PROMPT 1>
Decide whether each statement below agrees with the text on the autónomos reform, answering yes or no and quoting the deciding words of that text. (a) Self-employed people make up around 16 percent of Spain's working population. (b) The government has officially announced when the changes will take effect. (c) The flat fee does not have to be paid in months when an autónomo has no earnings.
PROMPT 2>
From the text on the autónomos reform, copy the part that opens with the words containing "According to leaked" and closes with "in a Pandemic.".

GIVEN TEXT>
_ _ _ _ _

Reform of the Autónomos system for self-employed workers in Spain.


Posted and filed under Taxes in Spain.

There are 3.2 million self-employed people in Spain, around 16 per cent of the country’s working population, including many foreigners. 

  • Mechanics.
  • Hairdressers.
  • Freelancers.
  • Estate agents.
  • Builders and trasdesmen… 
  • Many more. 

According to leaked reports this week, the Spanish government is ready to change the controversial way social security contributions are paid. There is no official word on when we can expect the changes but we know it’s badly needed. 

The reforms mean the tax authorities will take into account self-employed people’s actual earnings rather than charge a fixed monthly amount regardless of the true income.  

Currently, the system of paying into social security involves a flat fee that stands at around €283 a month at the minimum rate.

This fee gives self-employed workers access to Spain’s public health system. They also benefit from contributions towards a state pension. The problemo is that the fee has to be paid regardless of whether an autónomo has any monthly earnings or not. This is not ideal in a Pandemic.

_ _ _ _ _

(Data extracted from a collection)
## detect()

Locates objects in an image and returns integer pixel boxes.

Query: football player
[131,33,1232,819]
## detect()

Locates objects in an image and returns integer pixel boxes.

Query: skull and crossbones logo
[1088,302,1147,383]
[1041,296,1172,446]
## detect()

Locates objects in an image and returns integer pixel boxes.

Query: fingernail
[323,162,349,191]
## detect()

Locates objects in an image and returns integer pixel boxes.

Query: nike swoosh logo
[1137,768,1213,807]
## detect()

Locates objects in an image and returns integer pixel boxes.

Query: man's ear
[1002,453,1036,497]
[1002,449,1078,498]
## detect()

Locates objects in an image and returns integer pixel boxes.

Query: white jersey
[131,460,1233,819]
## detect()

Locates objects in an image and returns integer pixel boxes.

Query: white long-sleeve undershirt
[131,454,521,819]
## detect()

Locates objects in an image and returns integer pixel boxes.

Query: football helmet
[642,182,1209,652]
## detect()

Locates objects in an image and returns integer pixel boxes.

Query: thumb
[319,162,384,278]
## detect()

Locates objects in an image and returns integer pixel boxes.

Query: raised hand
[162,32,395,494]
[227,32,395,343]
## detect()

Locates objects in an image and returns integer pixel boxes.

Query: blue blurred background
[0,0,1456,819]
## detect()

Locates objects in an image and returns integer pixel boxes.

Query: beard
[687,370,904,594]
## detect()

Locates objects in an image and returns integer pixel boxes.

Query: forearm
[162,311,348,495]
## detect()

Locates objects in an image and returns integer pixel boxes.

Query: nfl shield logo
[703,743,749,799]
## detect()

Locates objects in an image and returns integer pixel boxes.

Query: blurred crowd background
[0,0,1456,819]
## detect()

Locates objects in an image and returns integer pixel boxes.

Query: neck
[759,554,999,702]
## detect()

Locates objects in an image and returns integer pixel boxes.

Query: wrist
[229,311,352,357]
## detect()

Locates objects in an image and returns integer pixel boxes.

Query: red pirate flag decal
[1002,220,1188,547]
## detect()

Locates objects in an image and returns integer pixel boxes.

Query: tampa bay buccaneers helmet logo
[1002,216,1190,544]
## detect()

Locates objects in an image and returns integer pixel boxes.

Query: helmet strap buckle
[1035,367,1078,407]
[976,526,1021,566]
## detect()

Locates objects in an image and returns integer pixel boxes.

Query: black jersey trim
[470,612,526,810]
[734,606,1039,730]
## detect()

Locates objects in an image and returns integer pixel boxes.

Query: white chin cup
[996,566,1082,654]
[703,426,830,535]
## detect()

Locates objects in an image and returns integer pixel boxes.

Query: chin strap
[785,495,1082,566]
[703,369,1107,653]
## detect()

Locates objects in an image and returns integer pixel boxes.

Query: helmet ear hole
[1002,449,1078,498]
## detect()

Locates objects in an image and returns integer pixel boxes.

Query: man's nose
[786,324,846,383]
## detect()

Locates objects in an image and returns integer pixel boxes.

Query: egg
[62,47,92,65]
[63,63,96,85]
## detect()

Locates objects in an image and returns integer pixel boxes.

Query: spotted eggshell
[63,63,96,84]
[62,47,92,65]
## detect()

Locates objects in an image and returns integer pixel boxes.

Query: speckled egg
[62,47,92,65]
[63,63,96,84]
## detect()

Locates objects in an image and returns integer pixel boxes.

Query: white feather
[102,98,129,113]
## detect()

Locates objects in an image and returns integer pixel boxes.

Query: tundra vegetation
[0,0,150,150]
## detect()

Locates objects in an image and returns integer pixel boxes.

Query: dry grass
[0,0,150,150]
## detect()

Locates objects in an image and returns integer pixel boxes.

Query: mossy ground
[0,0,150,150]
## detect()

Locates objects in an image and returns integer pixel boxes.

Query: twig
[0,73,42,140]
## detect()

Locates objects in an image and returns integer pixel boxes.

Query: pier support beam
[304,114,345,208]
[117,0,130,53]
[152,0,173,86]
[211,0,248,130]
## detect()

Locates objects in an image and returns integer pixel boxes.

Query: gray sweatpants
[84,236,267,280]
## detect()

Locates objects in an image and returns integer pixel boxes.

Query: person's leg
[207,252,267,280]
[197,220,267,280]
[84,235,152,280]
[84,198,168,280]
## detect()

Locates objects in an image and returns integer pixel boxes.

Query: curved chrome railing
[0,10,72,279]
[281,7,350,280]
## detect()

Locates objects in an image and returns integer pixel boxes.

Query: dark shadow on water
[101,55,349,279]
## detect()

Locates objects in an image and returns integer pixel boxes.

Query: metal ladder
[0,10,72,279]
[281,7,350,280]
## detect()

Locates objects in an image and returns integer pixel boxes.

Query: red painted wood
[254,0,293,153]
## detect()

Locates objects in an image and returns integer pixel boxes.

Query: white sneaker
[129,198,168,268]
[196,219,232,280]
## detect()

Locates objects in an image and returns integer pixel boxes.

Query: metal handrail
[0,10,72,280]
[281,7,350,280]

_ _ _ _ _

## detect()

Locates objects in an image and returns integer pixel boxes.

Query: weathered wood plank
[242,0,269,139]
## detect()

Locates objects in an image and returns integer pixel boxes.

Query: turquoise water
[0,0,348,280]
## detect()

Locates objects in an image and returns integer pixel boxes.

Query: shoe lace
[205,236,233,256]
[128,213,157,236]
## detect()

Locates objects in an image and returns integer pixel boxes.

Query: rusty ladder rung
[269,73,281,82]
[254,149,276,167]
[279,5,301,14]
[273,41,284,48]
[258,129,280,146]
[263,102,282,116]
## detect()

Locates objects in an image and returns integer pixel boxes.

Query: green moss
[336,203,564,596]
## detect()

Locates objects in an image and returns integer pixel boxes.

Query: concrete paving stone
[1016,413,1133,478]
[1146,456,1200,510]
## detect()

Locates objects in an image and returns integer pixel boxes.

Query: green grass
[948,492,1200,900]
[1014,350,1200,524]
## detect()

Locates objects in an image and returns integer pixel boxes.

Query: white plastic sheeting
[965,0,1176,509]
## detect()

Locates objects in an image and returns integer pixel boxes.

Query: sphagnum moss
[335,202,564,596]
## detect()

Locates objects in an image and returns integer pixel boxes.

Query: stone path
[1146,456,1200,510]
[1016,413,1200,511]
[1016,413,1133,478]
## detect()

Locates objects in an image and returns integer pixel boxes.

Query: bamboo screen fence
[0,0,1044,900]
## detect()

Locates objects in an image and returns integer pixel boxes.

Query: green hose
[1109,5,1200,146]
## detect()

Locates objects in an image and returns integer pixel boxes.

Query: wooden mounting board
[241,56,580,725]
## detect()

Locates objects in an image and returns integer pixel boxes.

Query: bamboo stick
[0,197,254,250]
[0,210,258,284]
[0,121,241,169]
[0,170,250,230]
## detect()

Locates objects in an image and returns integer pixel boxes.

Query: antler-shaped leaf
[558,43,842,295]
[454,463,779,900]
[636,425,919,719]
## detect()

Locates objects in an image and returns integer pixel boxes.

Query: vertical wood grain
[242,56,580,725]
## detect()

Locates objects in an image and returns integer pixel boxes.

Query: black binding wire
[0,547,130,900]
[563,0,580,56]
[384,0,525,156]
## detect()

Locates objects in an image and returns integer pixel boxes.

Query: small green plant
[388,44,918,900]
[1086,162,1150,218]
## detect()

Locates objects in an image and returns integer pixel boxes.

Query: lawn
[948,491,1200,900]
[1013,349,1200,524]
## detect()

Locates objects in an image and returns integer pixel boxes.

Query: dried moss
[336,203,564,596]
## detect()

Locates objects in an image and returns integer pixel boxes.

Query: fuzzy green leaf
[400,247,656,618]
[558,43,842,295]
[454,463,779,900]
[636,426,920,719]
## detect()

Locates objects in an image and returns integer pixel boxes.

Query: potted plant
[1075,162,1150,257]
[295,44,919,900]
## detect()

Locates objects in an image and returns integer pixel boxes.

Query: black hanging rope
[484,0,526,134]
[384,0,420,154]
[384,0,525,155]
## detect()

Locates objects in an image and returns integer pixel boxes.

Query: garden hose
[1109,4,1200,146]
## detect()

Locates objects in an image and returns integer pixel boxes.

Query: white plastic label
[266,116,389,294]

_ _ _ _ _

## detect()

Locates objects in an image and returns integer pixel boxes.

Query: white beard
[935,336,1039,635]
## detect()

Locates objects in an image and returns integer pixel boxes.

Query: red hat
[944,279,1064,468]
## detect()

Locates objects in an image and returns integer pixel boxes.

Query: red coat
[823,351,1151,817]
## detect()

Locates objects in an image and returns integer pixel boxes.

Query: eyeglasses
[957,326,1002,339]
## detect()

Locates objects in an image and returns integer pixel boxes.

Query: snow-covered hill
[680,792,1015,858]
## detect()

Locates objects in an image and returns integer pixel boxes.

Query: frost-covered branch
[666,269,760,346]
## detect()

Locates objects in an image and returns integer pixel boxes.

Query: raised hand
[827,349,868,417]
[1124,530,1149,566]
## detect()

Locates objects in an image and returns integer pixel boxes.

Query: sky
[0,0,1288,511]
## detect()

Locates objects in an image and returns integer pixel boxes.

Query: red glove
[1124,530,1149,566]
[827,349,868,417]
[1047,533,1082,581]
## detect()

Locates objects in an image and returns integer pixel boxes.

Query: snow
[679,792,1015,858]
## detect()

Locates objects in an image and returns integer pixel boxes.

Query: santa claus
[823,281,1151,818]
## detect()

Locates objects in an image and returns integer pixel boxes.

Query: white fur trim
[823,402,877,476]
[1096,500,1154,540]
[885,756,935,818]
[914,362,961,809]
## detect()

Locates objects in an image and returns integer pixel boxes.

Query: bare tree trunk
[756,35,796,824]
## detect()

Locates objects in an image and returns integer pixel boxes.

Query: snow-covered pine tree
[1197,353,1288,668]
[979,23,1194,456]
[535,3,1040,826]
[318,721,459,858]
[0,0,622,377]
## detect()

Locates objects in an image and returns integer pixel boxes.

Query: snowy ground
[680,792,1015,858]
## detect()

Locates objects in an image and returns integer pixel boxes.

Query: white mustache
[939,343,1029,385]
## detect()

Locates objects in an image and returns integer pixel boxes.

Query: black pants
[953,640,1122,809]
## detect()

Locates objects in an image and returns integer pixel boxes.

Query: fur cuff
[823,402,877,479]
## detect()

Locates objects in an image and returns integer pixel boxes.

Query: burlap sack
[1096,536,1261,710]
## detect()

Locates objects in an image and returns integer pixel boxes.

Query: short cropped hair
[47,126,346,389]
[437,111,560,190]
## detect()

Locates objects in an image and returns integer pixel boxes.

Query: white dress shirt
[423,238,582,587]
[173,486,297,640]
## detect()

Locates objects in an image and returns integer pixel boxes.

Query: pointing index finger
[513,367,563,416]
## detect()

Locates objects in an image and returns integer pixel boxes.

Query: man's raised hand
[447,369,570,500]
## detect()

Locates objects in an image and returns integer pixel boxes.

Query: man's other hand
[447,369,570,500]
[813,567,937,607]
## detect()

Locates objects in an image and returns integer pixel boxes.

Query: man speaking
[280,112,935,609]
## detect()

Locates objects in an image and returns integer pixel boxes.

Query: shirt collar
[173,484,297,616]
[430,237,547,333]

_ _ _ _ _

EXERCISE ANSWER 1>
(a) Yes: "around 16 per cent of the country’s working population"
(b) No: "There is no official word on when we can expect the changes"
(c) No: "the fee has to be paid regardless of whether an autónomo has any monthly earnings or not"

EXERCISE ANSWER 2>
According to leaked reports this week, the Spanish government is ready to change the controversial way social security contributions are paid. There is no official word on when we can expect the changes but we know it’s badly needed. 

The reforms mean the tax authorities will take into account self-employed people’s actual earnings rather than charge a fixed monthly amount regardless of the true income.  

Currently, the system of paying into social security involves a flat fee that stands at around €283 a month at the minimum rate.

This fee gives self-employed workers access to Spain’s public health system. They also benefit from contributions towards a state pension. The problemo is that the fee has to be paid regardless of whether an autónomo has any monthly earnings or not. This is not ideal in a Pandemic.